Records supplied Start Marker
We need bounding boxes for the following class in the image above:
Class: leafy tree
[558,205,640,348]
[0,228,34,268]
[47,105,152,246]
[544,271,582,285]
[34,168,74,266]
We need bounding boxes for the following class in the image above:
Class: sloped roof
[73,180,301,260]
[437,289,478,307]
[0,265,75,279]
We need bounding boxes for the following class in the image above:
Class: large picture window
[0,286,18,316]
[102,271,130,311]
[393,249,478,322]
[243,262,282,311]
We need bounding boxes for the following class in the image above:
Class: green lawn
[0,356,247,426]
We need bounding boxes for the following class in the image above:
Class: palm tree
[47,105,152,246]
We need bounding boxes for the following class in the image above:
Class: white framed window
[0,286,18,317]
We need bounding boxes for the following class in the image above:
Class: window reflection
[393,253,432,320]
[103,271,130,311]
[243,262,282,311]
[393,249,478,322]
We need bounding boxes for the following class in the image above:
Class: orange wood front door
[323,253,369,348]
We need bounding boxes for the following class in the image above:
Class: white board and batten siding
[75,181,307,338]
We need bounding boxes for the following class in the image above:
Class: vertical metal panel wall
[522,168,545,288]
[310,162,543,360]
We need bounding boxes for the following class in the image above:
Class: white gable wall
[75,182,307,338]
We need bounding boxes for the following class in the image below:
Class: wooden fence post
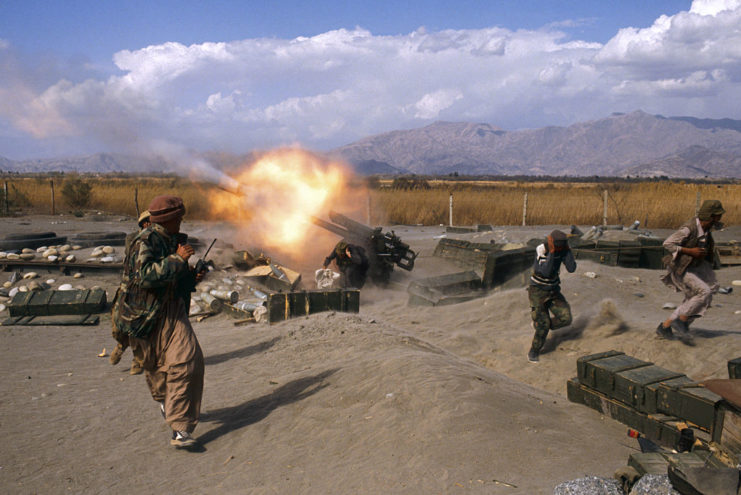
[50,180,56,215]
[3,181,8,216]
[522,192,528,226]
[695,191,701,217]
[449,193,453,226]
[602,190,608,226]
[134,188,140,217]
[366,191,371,225]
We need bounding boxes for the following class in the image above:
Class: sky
[1,0,740,161]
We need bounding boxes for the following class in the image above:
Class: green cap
[697,200,725,221]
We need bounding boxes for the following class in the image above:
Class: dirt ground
[1,214,739,494]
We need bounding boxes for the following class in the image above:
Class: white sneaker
[170,430,197,448]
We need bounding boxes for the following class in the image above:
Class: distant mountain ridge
[2,111,741,178]
[332,111,741,178]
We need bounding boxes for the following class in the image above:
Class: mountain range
[2,111,741,178]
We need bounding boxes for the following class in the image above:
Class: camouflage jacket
[112,223,195,338]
Records supplied End Marker
**Task details:** Please output the entire listing above verbatim and omit its images.

**Output of the task:**
We need bounding boxes for the following class in the image above:
Class: leafy tree
[558,205,640,348]
[0,228,34,268]
[47,105,152,246]
[544,271,582,285]
[34,168,74,266]
We need bounding boxes for the following class in the image above:
Class: sloped roof
[73,180,301,260]
[437,289,478,307]
[0,265,75,279]
We need bounding boxes for the following class in the image above:
Class: large picture window
[0,286,18,316]
[102,271,130,311]
[393,249,478,322]
[243,262,282,311]
We need bounding boxes for the following class in the image above:
Class: green lawn
[0,356,247,426]
We need bounding boxes for the following class in the image above:
Class: palm tree
[47,105,152,246]
We need bounding boxes for the following class in the image above:
Class: white framed window
[0,286,18,317]
We need bounding boxes for the following class in the image above:
Class: window reflection
[393,253,432,320]
[103,271,130,311]
[243,262,282,311]
[393,249,478,322]
We need bounding boxes for the following class in the image above:
Class: orange wood front door
[323,253,369,348]
We need bounding boxes for the following class in the image above:
Class: white board and batten siding
[75,181,307,338]
We need bounding boxes for the following class in the image above:
Class: vertical metal panel wall
[522,168,545,288]
[310,162,543,360]
We need bounding boxes for the following class in the image above:
Class: white gable wall
[75,182,307,338]
We need bounding boxes for the following class in the image below:
Class: wooden fence post
[50,180,56,215]
[3,181,8,216]
[522,192,528,226]
[695,191,701,217]
[449,193,453,226]
[602,190,608,226]
[134,188,140,217]
[366,191,371,225]
We need bounding boxes for the following class in the image above:
Class: sky
[1,0,740,161]
We need bounding boxes for the following class in the image above:
Class: green cap
[697,200,725,221]
We need bounding boxes for the following class in the image above:
Class: dirt ground
[1,214,739,494]
We need bounding boxes for the following class in the image above:
Class: white sneaker
[170,430,197,448]
We need bounding boxes for the following class in the image above:
Class: distant mountain ridge
[2,111,741,178]
[332,111,741,178]
We need bounding boxes for the following class in the image above:
Class: mountain range
[2,111,741,178]
We need bounding boxes for the following class in the image above:
Class: camouflage jacket
[112,223,195,338]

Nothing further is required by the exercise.